▸ **PROBLEM**: Using the material below, state how many of its lines contain the string "cornice", with no other words.

--------------------------------------------------

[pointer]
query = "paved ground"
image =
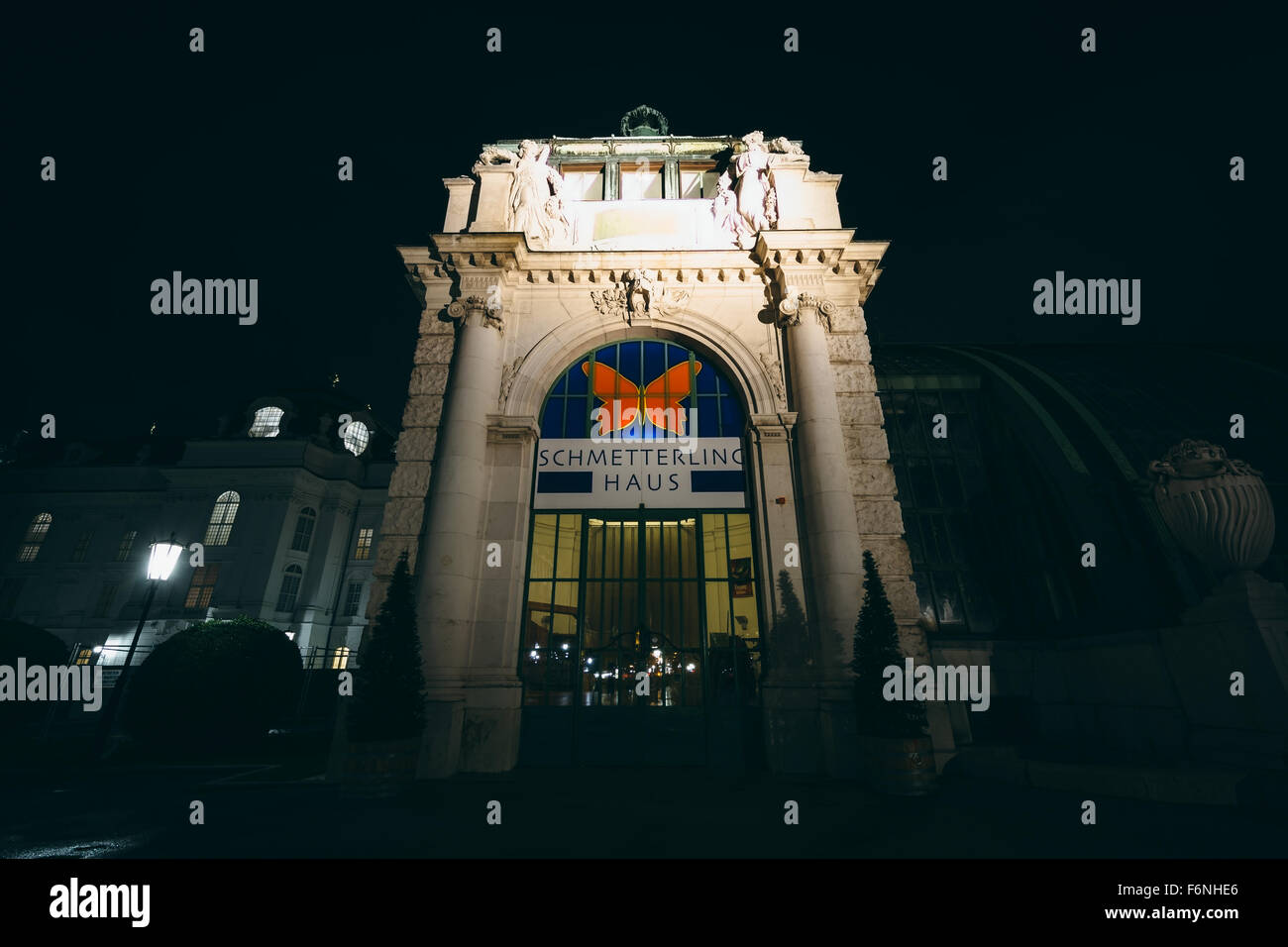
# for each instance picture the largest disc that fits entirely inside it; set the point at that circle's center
(588, 812)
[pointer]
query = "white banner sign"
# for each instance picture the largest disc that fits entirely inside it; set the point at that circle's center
(580, 474)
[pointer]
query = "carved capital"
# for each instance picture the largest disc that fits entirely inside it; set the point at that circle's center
(803, 304)
(488, 316)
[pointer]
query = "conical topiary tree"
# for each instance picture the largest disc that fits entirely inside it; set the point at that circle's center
(389, 685)
(790, 643)
(876, 647)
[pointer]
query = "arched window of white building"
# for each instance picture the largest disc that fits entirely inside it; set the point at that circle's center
(222, 518)
(290, 587)
(267, 421)
(304, 525)
(37, 532)
(356, 437)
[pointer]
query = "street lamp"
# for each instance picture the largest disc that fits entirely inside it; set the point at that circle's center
(162, 558)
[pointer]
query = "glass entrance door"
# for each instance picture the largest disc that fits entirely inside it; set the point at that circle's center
(642, 629)
(640, 638)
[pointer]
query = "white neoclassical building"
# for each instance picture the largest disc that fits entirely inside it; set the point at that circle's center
(642, 392)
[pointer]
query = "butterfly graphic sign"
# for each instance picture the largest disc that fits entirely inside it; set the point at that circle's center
(643, 447)
(626, 408)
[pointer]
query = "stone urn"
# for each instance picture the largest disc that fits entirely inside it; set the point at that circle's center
(1218, 509)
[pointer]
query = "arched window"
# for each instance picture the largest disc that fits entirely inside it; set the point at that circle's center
(267, 421)
(642, 554)
(356, 437)
(304, 530)
(290, 587)
(37, 532)
(222, 518)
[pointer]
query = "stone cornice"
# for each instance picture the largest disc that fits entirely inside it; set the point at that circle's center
(777, 257)
(509, 428)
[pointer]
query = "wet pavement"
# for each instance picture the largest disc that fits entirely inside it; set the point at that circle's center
(596, 812)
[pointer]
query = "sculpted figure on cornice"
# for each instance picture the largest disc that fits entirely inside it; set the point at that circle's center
(728, 218)
(755, 183)
(536, 202)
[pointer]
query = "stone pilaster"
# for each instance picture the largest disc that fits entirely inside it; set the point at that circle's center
(876, 502)
(833, 549)
(404, 510)
(833, 552)
(452, 549)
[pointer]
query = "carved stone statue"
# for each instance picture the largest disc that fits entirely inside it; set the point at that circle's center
(492, 155)
(725, 208)
(639, 282)
(536, 205)
(1218, 508)
(752, 170)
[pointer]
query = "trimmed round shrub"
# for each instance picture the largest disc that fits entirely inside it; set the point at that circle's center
(214, 684)
(39, 647)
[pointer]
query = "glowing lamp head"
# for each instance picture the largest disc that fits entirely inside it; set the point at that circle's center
(162, 560)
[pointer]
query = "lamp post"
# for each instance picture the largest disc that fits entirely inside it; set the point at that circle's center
(162, 558)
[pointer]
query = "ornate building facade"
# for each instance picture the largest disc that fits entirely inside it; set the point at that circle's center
(642, 390)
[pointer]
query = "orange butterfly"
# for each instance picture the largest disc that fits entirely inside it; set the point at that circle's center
(658, 402)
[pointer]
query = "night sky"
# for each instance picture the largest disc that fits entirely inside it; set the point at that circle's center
(223, 165)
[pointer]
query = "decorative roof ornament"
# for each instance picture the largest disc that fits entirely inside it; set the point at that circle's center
(644, 120)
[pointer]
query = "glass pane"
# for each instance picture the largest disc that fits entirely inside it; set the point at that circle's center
(922, 483)
(719, 615)
(746, 617)
(947, 598)
(544, 545)
(911, 436)
(552, 421)
(912, 534)
(570, 547)
(949, 487)
(923, 595)
(655, 541)
(715, 553)
(979, 608)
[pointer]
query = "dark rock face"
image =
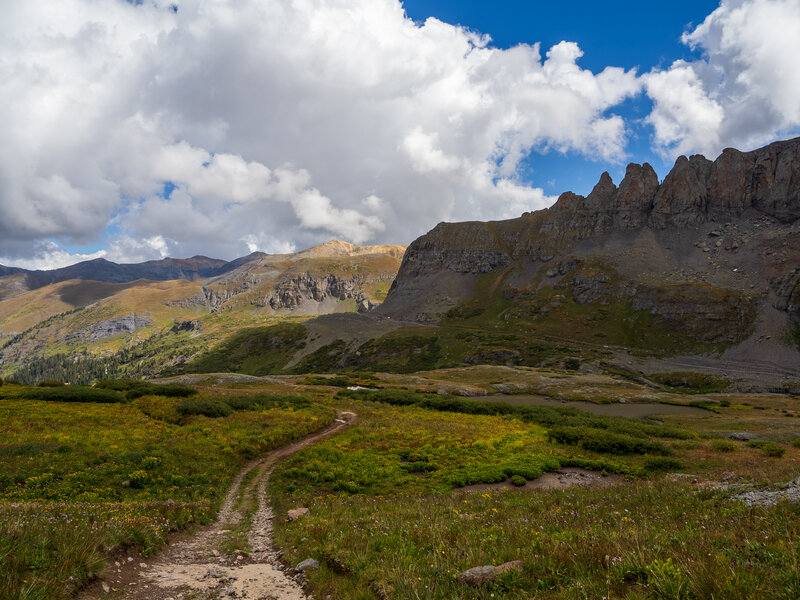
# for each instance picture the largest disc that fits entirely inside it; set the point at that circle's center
(720, 239)
(103, 329)
(294, 292)
(181, 326)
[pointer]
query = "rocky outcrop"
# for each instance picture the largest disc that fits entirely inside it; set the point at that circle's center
(216, 295)
(292, 293)
(103, 329)
(701, 252)
(765, 181)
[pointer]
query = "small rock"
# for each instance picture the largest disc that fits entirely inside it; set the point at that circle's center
(477, 575)
(308, 563)
(296, 513)
(513, 565)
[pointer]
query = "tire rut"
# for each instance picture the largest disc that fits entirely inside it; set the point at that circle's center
(194, 568)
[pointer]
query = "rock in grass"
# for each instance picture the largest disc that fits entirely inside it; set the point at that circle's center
(296, 513)
(509, 567)
(477, 576)
(307, 564)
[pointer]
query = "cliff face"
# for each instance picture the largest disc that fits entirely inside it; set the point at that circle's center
(707, 250)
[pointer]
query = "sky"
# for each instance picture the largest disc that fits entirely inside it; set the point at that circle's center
(136, 130)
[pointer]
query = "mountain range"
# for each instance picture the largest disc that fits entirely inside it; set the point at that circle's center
(700, 270)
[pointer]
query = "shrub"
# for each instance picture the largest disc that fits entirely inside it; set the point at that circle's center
(603, 441)
(50, 383)
(338, 381)
(770, 449)
(691, 382)
(138, 479)
(135, 388)
(723, 446)
(418, 467)
(662, 464)
(74, 394)
(209, 407)
(773, 450)
(547, 416)
(264, 401)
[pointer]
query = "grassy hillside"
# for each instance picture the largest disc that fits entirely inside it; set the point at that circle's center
(80, 477)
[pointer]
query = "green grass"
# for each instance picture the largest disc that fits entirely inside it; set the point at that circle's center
(387, 519)
(254, 351)
(640, 540)
(79, 476)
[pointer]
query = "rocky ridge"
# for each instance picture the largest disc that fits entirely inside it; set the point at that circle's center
(712, 251)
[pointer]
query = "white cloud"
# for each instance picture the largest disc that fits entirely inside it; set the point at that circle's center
(743, 92)
(282, 123)
(48, 255)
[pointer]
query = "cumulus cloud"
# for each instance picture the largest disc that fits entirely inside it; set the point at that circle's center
(281, 124)
(743, 92)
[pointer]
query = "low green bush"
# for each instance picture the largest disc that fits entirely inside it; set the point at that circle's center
(338, 381)
(209, 407)
(50, 383)
(74, 394)
(662, 464)
(265, 401)
(546, 416)
(771, 449)
(691, 382)
(135, 388)
(604, 442)
(723, 446)
(418, 467)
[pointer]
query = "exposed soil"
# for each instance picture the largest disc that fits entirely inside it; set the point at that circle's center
(194, 567)
(561, 480)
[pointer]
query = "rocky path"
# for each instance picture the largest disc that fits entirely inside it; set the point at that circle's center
(207, 565)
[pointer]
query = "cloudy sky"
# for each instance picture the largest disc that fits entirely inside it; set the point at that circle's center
(138, 130)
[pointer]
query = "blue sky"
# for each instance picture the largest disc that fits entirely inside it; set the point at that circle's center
(139, 130)
(640, 35)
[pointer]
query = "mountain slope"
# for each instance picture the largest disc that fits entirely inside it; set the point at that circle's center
(166, 321)
(706, 261)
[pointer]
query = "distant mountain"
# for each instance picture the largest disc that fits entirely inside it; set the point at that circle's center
(180, 306)
(706, 262)
(698, 272)
(101, 269)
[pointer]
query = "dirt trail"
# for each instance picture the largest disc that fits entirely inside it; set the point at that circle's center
(195, 568)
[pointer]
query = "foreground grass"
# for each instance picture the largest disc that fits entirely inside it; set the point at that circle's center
(386, 522)
(80, 479)
(640, 540)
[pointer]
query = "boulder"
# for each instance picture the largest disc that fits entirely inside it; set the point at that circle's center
(296, 513)
(307, 564)
(477, 576)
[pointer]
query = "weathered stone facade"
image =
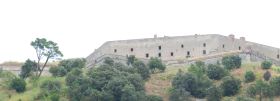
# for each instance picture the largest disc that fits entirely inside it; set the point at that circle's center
(181, 48)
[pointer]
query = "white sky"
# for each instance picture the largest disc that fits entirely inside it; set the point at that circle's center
(80, 26)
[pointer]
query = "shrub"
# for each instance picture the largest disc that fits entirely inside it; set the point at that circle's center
(231, 62)
(249, 76)
(58, 71)
(214, 94)
(266, 75)
(18, 84)
(191, 83)
(216, 72)
(230, 86)
(154, 98)
(51, 86)
(131, 59)
(251, 90)
(244, 98)
(275, 85)
(27, 69)
(156, 64)
(266, 65)
(142, 69)
(179, 94)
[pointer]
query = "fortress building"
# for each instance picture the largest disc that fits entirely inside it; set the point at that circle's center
(183, 49)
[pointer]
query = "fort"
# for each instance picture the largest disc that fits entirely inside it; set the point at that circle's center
(184, 49)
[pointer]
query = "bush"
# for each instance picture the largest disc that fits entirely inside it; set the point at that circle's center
(154, 98)
(214, 94)
(216, 72)
(27, 69)
(266, 65)
(230, 86)
(266, 75)
(156, 64)
(18, 84)
(275, 85)
(231, 62)
(179, 94)
(51, 86)
(58, 71)
(69, 64)
(244, 98)
(249, 76)
(191, 83)
(142, 69)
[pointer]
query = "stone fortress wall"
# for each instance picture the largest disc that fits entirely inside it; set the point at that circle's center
(182, 48)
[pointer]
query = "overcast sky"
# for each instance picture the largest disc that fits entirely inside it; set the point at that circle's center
(80, 26)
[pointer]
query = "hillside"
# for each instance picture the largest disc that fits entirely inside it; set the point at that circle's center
(158, 84)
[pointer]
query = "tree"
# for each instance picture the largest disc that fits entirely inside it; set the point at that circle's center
(266, 75)
(58, 71)
(198, 68)
(109, 61)
(244, 98)
(266, 65)
(156, 63)
(275, 85)
(230, 86)
(215, 72)
(18, 84)
(191, 83)
(131, 59)
(260, 88)
(27, 69)
(249, 76)
(214, 94)
(231, 62)
(70, 64)
(154, 98)
(45, 50)
(142, 69)
(179, 94)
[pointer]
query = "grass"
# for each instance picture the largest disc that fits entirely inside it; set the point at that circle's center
(32, 90)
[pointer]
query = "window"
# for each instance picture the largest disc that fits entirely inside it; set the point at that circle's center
(159, 47)
(204, 52)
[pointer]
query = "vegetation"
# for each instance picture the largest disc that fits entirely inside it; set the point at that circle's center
(193, 81)
(114, 81)
(44, 50)
(216, 72)
(66, 66)
(266, 75)
(249, 76)
(266, 65)
(231, 62)
(156, 64)
(230, 86)
(18, 84)
(214, 94)
(179, 94)
(27, 69)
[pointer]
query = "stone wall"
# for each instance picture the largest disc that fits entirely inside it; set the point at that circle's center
(179, 48)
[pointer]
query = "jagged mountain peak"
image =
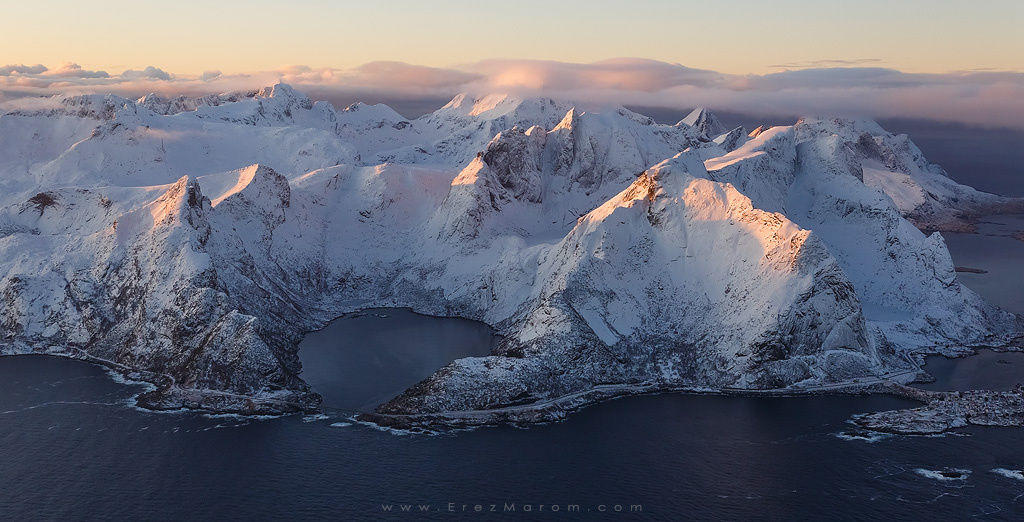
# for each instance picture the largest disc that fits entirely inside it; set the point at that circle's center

--------------------------------------------------

▸ **WRITTEN RESPONSE**: 2